Saved entries:
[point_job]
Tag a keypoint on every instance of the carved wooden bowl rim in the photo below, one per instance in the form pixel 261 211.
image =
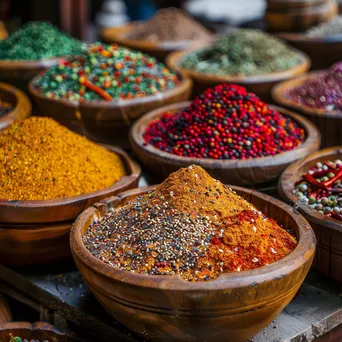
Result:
pixel 299 256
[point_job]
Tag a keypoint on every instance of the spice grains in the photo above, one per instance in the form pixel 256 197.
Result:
pixel 191 225
pixel 42 160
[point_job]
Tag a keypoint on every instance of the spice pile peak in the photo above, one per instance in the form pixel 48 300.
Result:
pixel 191 225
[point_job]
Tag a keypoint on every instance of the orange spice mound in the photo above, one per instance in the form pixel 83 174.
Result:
pixel 191 225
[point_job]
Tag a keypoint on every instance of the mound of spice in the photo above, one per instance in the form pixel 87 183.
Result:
pixel 170 24
pixel 330 28
pixel 41 160
pixel 37 40
pixel 225 122
pixel 244 52
pixel 321 188
pixel 191 225
pixel 106 72
pixel 322 92
pixel 5 107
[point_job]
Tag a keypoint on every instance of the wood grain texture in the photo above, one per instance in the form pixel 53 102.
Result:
pixel 293 16
pixel 156 49
pixel 323 51
pixel 21 103
pixel 37 331
pixel 239 172
pixel 328 231
pixel 5 312
pixel 166 308
pixel 103 121
pixel 64 209
pixel 328 123
pixel 258 84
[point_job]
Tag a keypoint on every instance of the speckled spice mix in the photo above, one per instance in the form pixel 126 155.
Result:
pixel 191 225
pixel 242 53
pixel 41 160
pixel 323 92
pixel 107 72
pixel 37 40
pixel 225 122
pixel 321 188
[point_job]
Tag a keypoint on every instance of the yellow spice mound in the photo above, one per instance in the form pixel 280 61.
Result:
pixel 41 159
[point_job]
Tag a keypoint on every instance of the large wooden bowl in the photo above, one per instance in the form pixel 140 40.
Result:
pixel 66 209
pixel 168 308
pixel 19 73
pixel 21 103
pixel 158 49
pixel 240 172
pixel 328 123
pixel 258 84
pixel 328 230
pixel 36 331
pixel 323 51
pixel 107 122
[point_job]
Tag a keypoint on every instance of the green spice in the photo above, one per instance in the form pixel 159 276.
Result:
pixel 244 52
pixel 330 28
pixel 106 72
pixel 37 40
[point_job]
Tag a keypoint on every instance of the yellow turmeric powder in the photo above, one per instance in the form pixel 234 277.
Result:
pixel 41 159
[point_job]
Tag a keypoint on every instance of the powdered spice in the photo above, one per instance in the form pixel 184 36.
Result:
pixel 40 160
pixel 191 225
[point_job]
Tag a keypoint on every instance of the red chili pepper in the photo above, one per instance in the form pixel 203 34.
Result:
pixel 95 89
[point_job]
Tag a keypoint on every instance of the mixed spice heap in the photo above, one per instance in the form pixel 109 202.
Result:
pixel 241 53
pixel 37 40
pixel 321 188
pixel 41 160
pixel 191 225
pixel 225 122
pixel 322 92
pixel 106 72
pixel 170 24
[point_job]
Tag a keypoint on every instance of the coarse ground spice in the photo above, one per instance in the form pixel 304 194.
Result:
pixel 244 52
pixel 225 122
pixel 191 225
pixel 106 72
pixel 321 188
pixel 330 28
pixel 321 92
pixel 170 24
pixel 37 40
pixel 41 160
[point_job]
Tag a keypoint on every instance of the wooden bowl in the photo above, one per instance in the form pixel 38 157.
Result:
pixel 103 121
pixel 323 51
pixel 19 73
pixel 21 109
pixel 36 331
pixel 258 84
pixel 66 209
pixel 328 123
pixel 239 172
pixel 168 308
pixel 158 49
pixel 328 230
pixel 300 18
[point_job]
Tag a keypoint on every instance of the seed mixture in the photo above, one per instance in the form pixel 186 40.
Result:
pixel 330 28
pixel 244 52
pixel 225 122
pixel 321 188
pixel 106 72
pixel 170 24
pixel 191 225
pixel 37 40
pixel 42 160
pixel 321 92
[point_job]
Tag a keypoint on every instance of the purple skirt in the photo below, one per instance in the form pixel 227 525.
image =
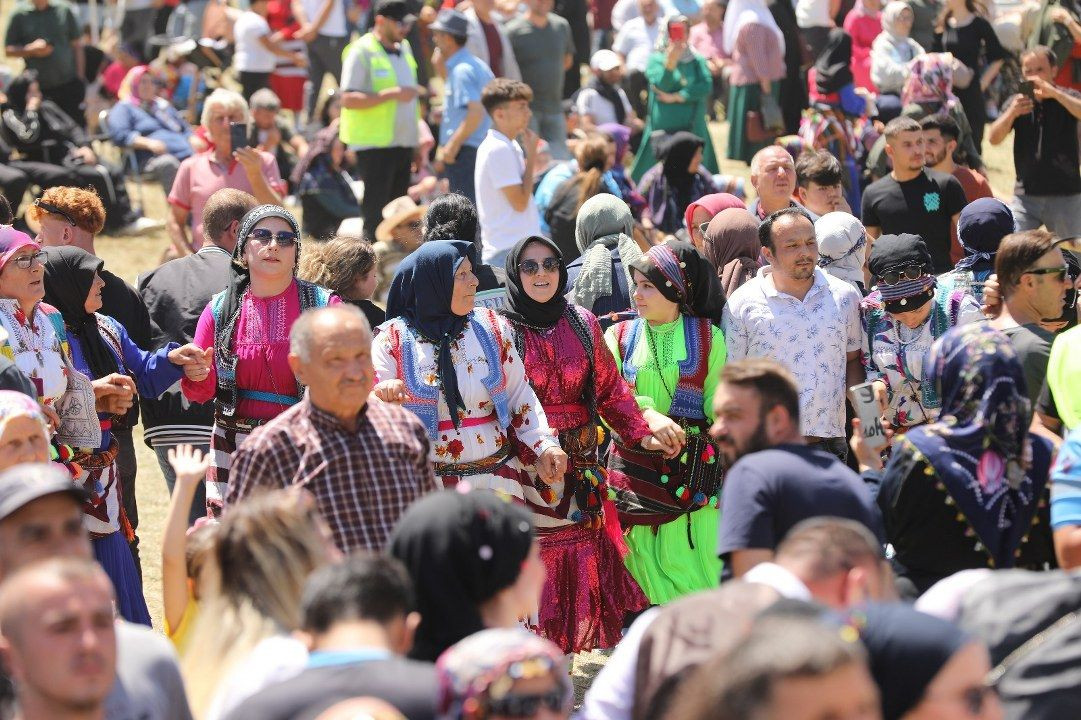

- [Work to be completed]
In the data above, find each line that has the word "yellow" and copy it out.

- [Output for this task]
Tag a keypoint on every instance of the yellow spice mound in the photo above, one per instance in the form pixel 280 61.
Tag a keypoint on every instance of the yellow turmeric powder in the photo above, one per instance in the form pixel 234 277.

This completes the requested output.